**Exercise brief:** Where the data below contains pictures, omit them; output the rest word for word.

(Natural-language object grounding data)

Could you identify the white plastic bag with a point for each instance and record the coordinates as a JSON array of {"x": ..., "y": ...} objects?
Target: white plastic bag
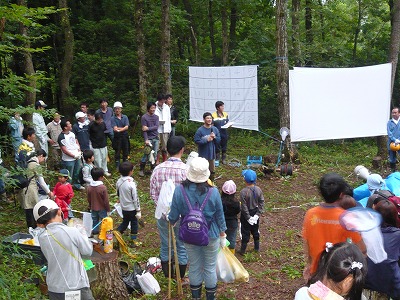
[
  {"x": 148, "y": 283},
  {"x": 164, "y": 199},
  {"x": 224, "y": 269}
]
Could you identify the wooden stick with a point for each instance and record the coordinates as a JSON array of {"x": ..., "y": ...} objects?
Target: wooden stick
[
  {"x": 177, "y": 270},
  {"x": 169, "y": 262}
]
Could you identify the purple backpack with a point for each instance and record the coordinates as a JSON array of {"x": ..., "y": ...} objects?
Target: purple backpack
[{"x": 194, "y": 228}]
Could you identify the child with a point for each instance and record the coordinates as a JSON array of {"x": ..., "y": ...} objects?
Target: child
[
  {"x": 126, "y": 190},
  {"x": 88, "y": 156},
  {"x": 231, "y": 210},
  {"x": 64, "y": 193},
  {"x": 252, "y": 206},
  {"x": 63, "y": 247},
  {"x": 340, "y": 275},
  {"x": 98, "y": 198}
]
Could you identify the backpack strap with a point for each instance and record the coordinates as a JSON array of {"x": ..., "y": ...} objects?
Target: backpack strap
[
  {"x": 384, "y": 196},
  {"x": 187, "y": 199}
]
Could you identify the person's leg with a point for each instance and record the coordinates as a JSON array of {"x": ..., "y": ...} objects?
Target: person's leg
[
  {"x": 125, "y": 148},
  {"x": 224, "y": 145},
  {"x": 125, "y": 222},
  {"x": 181, "y": 251},
  {"x": 162, "y": 226},
  {"x": 231, "y": 233},
  {"x": 196, "y": 261},
  {"x": 75, "y": 173},
  {"x": 256, "y": 235},
  {"x": 116, "y": 144},
  {"x": 30, "y": 220},
  {"x": 245, "y": 230},
  {"x": 392, "y": 160},
  {"x": 96, "y": 220},
  {"x": 210, "y": 265},
  {"x": 97, "y": 157}
]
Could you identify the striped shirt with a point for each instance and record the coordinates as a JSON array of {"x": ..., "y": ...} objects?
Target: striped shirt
[{"x": 173, "y": 168}]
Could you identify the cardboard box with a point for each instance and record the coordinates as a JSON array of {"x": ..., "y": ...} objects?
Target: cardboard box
[{"x": 24, "y": 251}]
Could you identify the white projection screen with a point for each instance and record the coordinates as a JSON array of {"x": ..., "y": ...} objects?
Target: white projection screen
[
  {"x": 339, "y": 103},
  {"x": 235, "y": 86}
]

**Task solution:**
Could you identify the white plastic bag with a point for each instance and record the coordinates as a JSON array of {"x": ..., "y": ...} objects?
Target: white plastic bag
[
  {"x": 148, "y": 283},
  {"x": 164, "y": 199},
  {"x": 224, "y": 269}
]
Could you identify the wooden stick with a point for each instance and record the coordinates as a JSON array of {"x": ..., "y": ...} objects?
Target: wooden stick
[
  {"x": 177, "y": 270},
  {"x": 169, "y": 262}
]
Could you identify the purple backpack with a point for each instance and record the coordinates as a JSON array of {"x": ..., "y": ...} objects?
Target: purple backpack
[{"x": 194, "y": 228}]
Could you identify the child with a point for each instance and record the coordinates as a JSON array of {"x": ..., "y": ...} objects?
Target: child
[
  {"x": 126, "y": 190},
  {"x": 88, "y": 156},
  {"x": 231, "y": 210},
  {"x": 64, "y": 193},
  {"x": 252, "y": 206},
  {"x": 63, "y": 247},
  {"x": 340, "y": 275},
  {"x": 98, "y": 198}
]
Could you identify the backpack strap with a point for each instance and record the coordinates as a JSON array of {"x": ..., "y": ...} objects?
Target: backpack strap
[
  {"x": 384, "y": 196},
  {"x": 187, "y": 199}
]
Could you identify the person's leg with a point for each instance and record the coordinates as a JSON array of {"x": ..., "y": ...} objects?
Target: person's leg
[
  {"x": 125, "y": 148},
  {"x": 224, "y": 145},
  {"x": 125, "y": 222},
  {"x": 181, "y": 251},
  {"x": 162, "y": 226},
  {"x": 231, "y": 233},
  {"x": 196, "y": 261},
  {"x": 75, "y": 173},
  {"x": 256, "y": 235},
  {"x": 116, "y": 144},
  {"x": 30, "y": 220},
  {"x": 245, "y": 230},
  {"x": 392, "y": 160},
  {"x": 96, "y": 220},
  {"x": 210, "y": 265},
  {"x": 97, "y": 157}
]
Could you identify the striped shirt with a point for each instance and record the coordinates as a JSON array of {"x": ..., "y": ...} objects?
Target: striped shirt
[{"x": 173, "y": 168}]
Could you identify the cardboard box with a point for each instance and record the coordinates as a JSON array of {"x": ..., "y": ...} objects?
Target: cardboard box
[{"x": 24, "y": 251}]
Could you identify the white projection screen with a point for each instance and record the coordinates as a JSON array of {"x": ..., "y": ...} objects?
Target: white projection screen
[
  {"x": 339, "y": 103},
  {"x": 235, "y": 86}
]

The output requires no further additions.